### Data extract

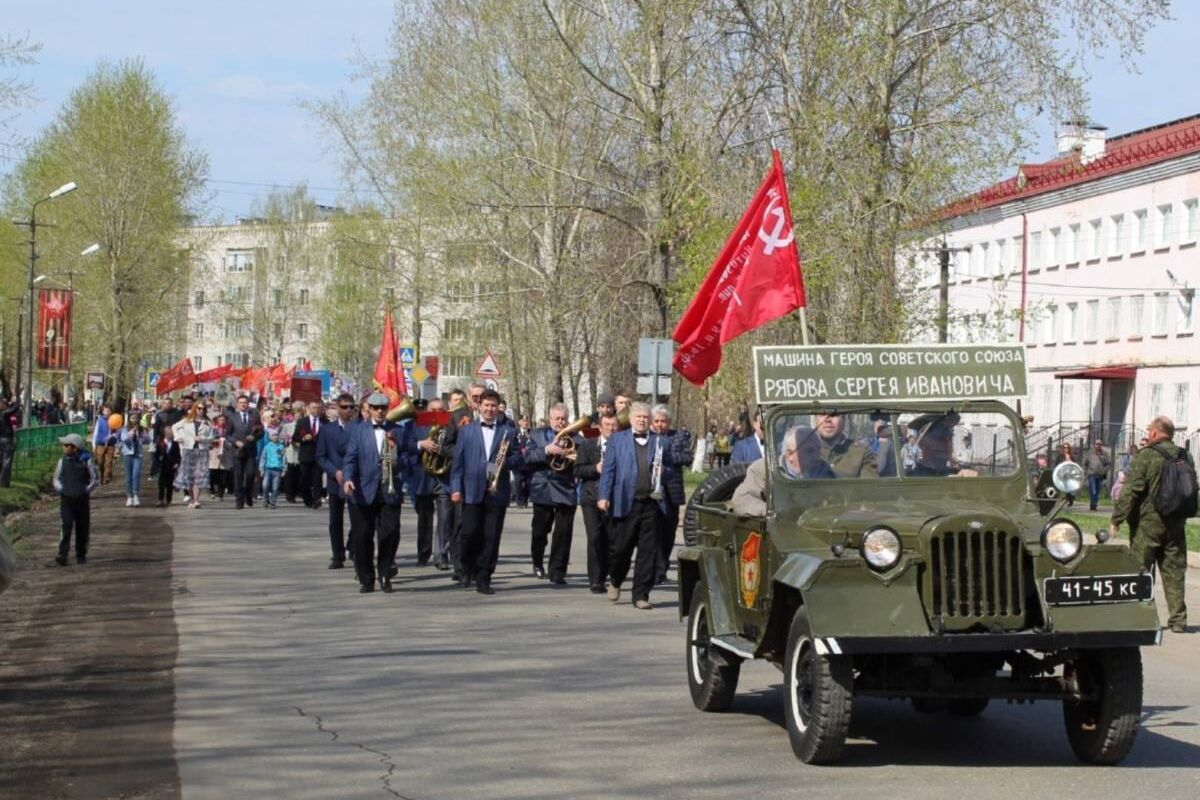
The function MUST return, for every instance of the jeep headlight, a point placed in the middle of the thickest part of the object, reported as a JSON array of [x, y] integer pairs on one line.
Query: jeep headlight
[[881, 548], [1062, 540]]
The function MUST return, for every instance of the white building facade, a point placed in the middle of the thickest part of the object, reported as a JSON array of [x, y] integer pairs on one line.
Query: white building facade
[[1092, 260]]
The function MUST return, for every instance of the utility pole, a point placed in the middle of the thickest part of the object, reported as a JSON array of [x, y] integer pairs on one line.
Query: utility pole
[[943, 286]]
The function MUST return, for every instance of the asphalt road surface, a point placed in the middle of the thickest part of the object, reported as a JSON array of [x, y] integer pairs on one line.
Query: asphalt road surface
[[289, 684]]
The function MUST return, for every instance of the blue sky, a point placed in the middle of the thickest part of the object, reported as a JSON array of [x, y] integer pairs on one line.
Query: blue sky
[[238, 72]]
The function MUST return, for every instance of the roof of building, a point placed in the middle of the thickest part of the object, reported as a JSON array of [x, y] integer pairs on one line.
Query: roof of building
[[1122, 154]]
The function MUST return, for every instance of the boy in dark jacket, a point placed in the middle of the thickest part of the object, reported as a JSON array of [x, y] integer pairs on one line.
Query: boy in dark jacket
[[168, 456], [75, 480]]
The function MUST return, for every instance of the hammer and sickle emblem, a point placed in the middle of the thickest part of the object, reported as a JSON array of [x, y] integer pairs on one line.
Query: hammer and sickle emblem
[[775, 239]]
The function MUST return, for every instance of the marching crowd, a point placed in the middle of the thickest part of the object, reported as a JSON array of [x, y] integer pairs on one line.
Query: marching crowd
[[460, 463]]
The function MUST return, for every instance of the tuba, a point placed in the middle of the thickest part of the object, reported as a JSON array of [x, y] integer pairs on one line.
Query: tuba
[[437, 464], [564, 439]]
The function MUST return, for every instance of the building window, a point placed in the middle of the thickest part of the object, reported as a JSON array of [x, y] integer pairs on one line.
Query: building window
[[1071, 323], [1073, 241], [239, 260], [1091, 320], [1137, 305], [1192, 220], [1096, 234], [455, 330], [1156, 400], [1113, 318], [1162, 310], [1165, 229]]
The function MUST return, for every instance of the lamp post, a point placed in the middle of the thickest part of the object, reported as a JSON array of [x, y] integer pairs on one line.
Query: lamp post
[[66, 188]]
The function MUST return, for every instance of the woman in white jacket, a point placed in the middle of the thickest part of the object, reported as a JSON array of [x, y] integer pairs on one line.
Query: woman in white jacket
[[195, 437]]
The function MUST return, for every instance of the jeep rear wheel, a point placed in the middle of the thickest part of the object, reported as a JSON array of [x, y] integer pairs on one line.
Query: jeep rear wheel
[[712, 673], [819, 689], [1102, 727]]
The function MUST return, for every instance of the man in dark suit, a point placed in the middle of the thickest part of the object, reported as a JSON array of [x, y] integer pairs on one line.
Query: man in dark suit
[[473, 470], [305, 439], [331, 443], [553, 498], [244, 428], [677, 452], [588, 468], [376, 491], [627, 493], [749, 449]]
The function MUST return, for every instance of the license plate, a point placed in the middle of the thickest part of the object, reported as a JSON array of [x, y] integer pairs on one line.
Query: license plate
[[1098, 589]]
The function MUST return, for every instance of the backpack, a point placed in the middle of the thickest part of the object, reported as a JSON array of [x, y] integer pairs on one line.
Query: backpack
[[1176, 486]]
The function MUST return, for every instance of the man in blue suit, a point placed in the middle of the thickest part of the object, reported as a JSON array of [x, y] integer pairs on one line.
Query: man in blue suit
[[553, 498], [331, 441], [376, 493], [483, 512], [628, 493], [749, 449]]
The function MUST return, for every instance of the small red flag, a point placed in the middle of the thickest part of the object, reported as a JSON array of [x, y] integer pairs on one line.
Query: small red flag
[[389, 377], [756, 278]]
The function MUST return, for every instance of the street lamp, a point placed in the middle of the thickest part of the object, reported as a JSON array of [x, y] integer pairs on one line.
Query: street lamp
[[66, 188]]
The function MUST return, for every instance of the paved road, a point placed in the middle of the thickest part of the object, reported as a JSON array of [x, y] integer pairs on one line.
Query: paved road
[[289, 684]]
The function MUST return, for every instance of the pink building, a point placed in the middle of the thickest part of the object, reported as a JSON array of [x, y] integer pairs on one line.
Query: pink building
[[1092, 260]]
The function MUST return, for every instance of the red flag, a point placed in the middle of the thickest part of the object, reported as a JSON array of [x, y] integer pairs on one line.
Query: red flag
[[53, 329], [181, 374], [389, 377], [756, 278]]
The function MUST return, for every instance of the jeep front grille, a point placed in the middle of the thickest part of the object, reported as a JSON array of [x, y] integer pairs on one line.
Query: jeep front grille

######

_Problem_: Respond with a single number, namely how many lines of the entries contain the word "grille".

_Response_: 2